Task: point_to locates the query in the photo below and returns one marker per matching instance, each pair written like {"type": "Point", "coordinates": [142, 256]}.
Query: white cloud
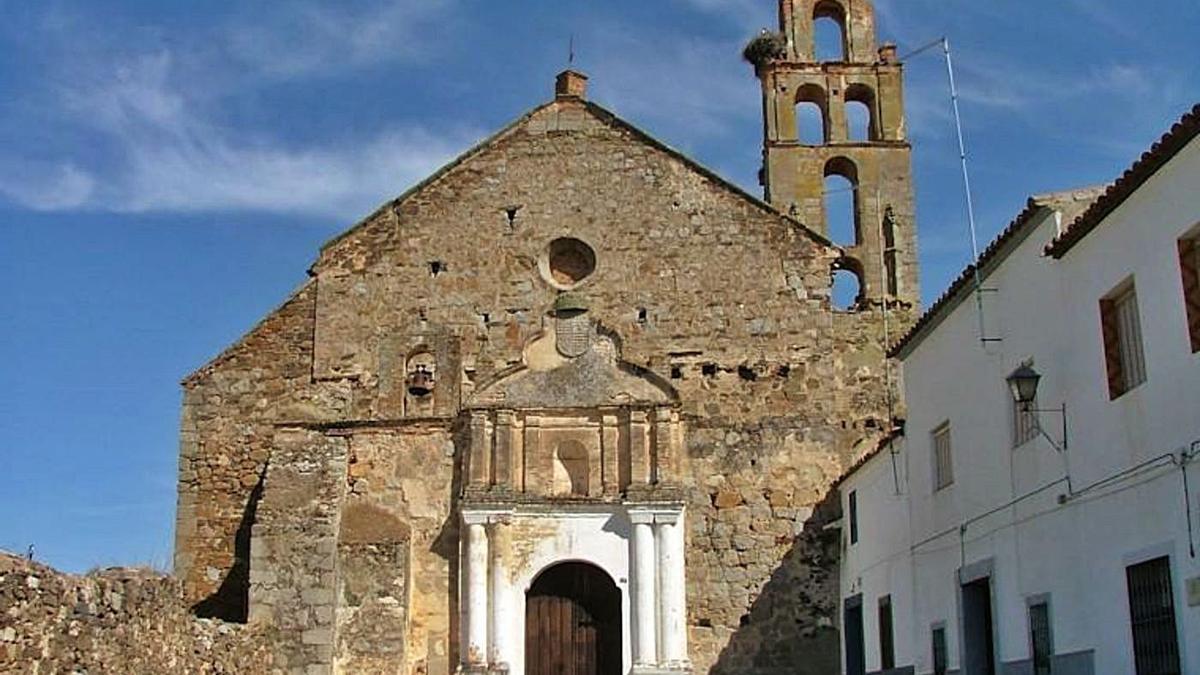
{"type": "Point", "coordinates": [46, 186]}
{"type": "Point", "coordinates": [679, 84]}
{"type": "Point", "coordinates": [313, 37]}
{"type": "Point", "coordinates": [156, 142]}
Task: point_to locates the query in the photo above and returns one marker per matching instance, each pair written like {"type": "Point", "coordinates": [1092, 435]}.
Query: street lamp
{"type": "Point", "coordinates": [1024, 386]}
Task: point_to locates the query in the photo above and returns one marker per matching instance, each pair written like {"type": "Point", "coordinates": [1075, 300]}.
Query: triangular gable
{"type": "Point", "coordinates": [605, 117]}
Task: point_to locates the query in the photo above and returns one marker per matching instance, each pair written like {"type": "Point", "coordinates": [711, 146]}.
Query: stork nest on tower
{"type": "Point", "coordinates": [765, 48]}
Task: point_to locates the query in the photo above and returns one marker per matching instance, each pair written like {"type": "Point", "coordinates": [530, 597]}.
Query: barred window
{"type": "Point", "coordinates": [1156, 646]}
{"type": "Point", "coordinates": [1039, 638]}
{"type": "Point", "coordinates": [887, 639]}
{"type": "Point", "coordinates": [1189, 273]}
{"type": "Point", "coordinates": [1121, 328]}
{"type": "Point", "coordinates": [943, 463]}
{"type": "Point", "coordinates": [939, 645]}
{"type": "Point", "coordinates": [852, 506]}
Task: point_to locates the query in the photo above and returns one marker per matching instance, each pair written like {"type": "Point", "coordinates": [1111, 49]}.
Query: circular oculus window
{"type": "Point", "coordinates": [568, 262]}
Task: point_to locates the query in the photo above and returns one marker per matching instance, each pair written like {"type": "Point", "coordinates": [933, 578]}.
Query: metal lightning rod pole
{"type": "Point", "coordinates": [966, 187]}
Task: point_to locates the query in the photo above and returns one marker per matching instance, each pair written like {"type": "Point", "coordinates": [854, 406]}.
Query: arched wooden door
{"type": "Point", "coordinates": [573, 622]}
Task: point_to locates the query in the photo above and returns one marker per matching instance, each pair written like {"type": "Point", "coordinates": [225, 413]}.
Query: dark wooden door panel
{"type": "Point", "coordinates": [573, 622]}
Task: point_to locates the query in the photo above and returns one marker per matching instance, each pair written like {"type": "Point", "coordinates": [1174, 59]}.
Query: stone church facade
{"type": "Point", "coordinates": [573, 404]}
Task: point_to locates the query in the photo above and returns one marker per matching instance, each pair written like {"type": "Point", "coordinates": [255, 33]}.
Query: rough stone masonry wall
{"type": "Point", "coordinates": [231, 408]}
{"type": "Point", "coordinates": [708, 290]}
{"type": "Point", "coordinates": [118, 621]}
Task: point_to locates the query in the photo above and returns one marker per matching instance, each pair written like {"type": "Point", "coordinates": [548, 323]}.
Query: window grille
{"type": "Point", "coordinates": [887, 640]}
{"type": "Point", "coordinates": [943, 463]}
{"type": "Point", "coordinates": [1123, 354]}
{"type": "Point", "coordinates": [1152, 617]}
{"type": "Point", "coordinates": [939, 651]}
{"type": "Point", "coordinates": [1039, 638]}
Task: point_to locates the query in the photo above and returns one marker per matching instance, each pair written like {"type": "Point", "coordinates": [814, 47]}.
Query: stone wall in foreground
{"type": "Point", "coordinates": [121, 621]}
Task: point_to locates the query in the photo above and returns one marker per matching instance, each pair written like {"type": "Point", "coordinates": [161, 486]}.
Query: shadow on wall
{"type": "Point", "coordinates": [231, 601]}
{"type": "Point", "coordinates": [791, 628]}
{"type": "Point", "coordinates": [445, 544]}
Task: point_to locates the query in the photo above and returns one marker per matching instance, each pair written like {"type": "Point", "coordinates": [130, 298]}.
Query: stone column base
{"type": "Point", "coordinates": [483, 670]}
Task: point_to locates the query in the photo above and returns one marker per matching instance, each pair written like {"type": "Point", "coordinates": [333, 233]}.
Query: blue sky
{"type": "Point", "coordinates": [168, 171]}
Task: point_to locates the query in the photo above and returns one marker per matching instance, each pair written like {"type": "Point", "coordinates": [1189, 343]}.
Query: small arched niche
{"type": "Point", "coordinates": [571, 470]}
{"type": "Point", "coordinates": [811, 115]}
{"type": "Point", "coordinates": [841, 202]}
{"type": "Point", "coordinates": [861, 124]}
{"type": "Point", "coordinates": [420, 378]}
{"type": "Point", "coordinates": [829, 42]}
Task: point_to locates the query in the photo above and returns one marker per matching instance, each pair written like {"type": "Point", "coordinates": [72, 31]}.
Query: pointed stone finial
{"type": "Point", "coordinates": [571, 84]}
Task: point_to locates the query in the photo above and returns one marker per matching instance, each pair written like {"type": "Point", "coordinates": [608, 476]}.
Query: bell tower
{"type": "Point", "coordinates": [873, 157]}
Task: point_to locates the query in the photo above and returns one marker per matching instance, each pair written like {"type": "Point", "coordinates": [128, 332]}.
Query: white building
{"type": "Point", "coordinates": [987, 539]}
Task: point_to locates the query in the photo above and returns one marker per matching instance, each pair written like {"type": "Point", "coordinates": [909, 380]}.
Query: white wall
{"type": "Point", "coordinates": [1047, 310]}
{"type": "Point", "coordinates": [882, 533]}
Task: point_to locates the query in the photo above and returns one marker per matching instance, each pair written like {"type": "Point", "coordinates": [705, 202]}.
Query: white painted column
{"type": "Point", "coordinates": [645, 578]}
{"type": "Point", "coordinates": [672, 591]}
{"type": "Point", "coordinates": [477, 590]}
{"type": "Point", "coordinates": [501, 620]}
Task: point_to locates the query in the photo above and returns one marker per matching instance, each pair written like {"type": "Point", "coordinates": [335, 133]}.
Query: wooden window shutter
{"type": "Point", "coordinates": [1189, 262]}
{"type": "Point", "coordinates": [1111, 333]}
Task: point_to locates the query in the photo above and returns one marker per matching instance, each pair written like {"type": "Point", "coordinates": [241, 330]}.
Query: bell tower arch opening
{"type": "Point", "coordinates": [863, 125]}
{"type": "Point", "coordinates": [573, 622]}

WHAT IS ASKED: Set down all the entries exactly as they appear, but skip any pictures.

REPLY:
Task: point_to locates the query in the photo below and returns one marker per matching instance, each pair written like {"type": "Point", "coordinates": [142, 256]}.
Query: white cloud
{"type": "Point", "coordinates": [46, 186]}
{"type": "Point", "coordinates": [679, 84]}
{"type": "Point", "coordinates": [313, 37]}
{"type": "Point", "coordinates": [156, 142]}
Task: point_to locates the query in the photo above and returns one marker per matching instance, each pair written like {"type": "Point", "coordinates": [1092, 435]}.
Query: street lamp
{"type": "Point", "coordinates": [1024, 386]}
Task: point_to locates the query in the photo above and returns one marker per matching instance, each pair written like {"type": "Point", "coordinates": [1075, 300]}.
Query: triangular gable
{"type": "Point", "coordinates": [605, 117]}
Task: point_to locates the query in the photo above and returns one marker per matching instance, each pair written like {"type": "Point", "coordinates": [711, 146]}.
Query: stork nest on tower
{"type": "Point", "coordinates": [765, 48]}
Task: point_to locates the query in the photo above and returns one marker per matching instance, each pair written like {"type": "Point", "coordinates": [530, 597]}.
Query: barred window
{"type": "Point", "coordinates": [1156, 646]}
{"type": "Point", "coordinates": [1039, 638]}
{"type": "Point", "coordinates": [887, 639]}
{"type": "Point", "coordinates": [1189, 273]}
{"type": "Point", "coordinates": [1121, 328]}
{"type": "Point", "coordinates": [943, 463]}
{"type": "Point", "coordinates": [939, 645]}
{"type": "Point", "coordinates": [852, 506]}
Task: point_to locates the query in the photo above and returns one marker per matching instance, each pair written like {"type": "Point", "coordinates": [1111, 49]}.
Query: circular oculus window
{"type": "Point", "coordinates": [568, 262]}
Task: point_to locates the query in the photo above and returns one marker per matching instance, each pair written like {"type": "Point", "coordinates": [933, 578]}.
Query: metal lightning rod pole
{"type": "Point", "coordinates": [966, 187]}
Task: point_to locates the query in the photo above and returns one marker per matching instance, each pair written like {"type": "Point", "coordinates": [854, 406]}.
Query: arched wooden door
{"type": "Point", "coordinates": [573, 622]}
Task: point_to locates the query in the photo above and returns one marker per matching instance, each pair written like {"type": "Point", "coordinates": [225, 413]}.
Query: dark wooden door panel
{"type": "Point", "coordinates": [573, 622]}
Task: point_to locates the query in the photo above and returns one marker per matching instance, each pair written like {"type": "Point", "coordinates": [1174, 59]}.
Query: stone church facade
{"type": "Point", "coordinates": [573, 404]}
Task: point_to locates the query in the photo above and returns one marker per matching instance, each pair written like {"type": "Point", "coordinates": [255, 33]}.
Query: rough stone masonry wall
{"type": "Point", "coordinates": [231, 408]}
{"type": "Point", "coordinates": [708, 290]}
{"type": "Point", "coordinates": [118, 621]}
Task: point_to locates the query in the photo above and returns one marker per matching instance, each pair written like {"type": "Point", "coordinates": [548, 323]}.
Query: window grille
{"type": "Point", "coordinates": [887, 640]}
{"type": "Point", "coordinates": [943, 463]}
{"type": "Point", "coordinates": [1123, 354]}
{"type": "Point", "coordinates": [1152, 617]}
{"type": "Point", "coordinates": [939, 651]}
{"type": "Point", "coordinates": [1039, 638]}
Task: point_to locates the query in the photo above and returns one marker per matching instance, each pair written like {"type": "Point", "coordinates": [814, 47]}.
Query: stone wall in foreground
{"type": "Point", "coordinates": [121, 621]}
Task: point_to locates the query in the photo above and returns one marker per matching instance, each pair written like {"type": "Point", "coordinates": [161, 486]}.
Query: shadow on wall
{"type": "Point", "coordinates": [231, 601]}
{"type": "Point", "coordinates": [791, 628]}
{"type": "Point", "coordinates": [445, 544]}
Task: point_to locates the query in the photo above and returns one marker per matching instance, each pair written like {"type": "Point", "coordinates": [130, 298]}.
Query: stone column base
{"type": "Point", "coordinates": [483, 670]}
Task: point_to locates the query in the photo above and returns one marker per matching instance, each pair written like {"type": "Point", "coordinates": [333, 233]}.
Query: blue sky
{"type": "Point", "coordinates": [168, 171]}
Task: point_to locates the query in the photo above and returns one marker per matching instance, each pair written like {"type": "Point", "coordinates": [1189, 343]}.
Query: small arched niche
{"type": "Point", "coordinates": [571, 470]}
{"type": "Point", "coordinates": [811, 115]}
{"type": "Point", "coordinates": [841, 202]}
{"type": "Point", "coordinates": [861, 124]}
{"type": "Point", "coordinates": [420, 378]}
{"type": "Point", "coordinates": [829, 42]}
Task: point_to locates the query in the photo above and returns one marker per matching instance, each pair written like {"type": "Point", "coordinates": [72, 31]}.
Query: pointed stone finial
{"type": "Point", "coordinates": [571, 84]}
Task: point_to locates the query in the photo above and returns one marker per matching instance, each pair written like {"type": "Point", "coordinates": [608, 476]}.
Query: bell tower
{"type": "Point", "coordinates": [873, 157]}
Task: point_to locates the query in the photo above and returns one marker per matching instance, each pair written like {"type": "Point", "coordinates": [128, 332]}.
Query: white building
{"type": "Point", "coordinates": [987, 539]}
Task: point_to locates the query in the photo above and returns one marker per matching instance, each pair written like {"type": "Point", "coordinates": [909, 380]}.
Query: white wall
{"type": "Point", "coordinates": [1047, 310]}
{"type": "Point", "coordinates": [882, 533]}
Task: point_to locates the query in the photo above and returns one marker per matching instance, each pair written like {"type": "Point", "coordinates": [705, 202]}.
Query: white painted column
{"type": "Point", "coordinates": [645, 578]}
{"type": "Point", "coordinates": [672, 591]}
{"type": "Point", "coordinates": [477, 590]}
{"type": "Point", "coordinates": [501, 620]}
Task: point_to locates the query in the photo above and returns one marker per matching instance, each pair written like {"type": "Point", "coordinates": [335, 133]}.
Query: wooden window shutter
{"type": "Point", "coordinates": [1189, 262]}
{"type": "Point", "coordinates": [1111, 333]}
Task: point_to locates the query in the photo above and returns one marker per matching instance, each pair written like {"type": "Point", "coordinates": [241, 330]}.
Query: bell tower arch opening
{"type": "Point", "coordinates": [863, 125]}
{"type": "Point", "coordinates": [573, 622]}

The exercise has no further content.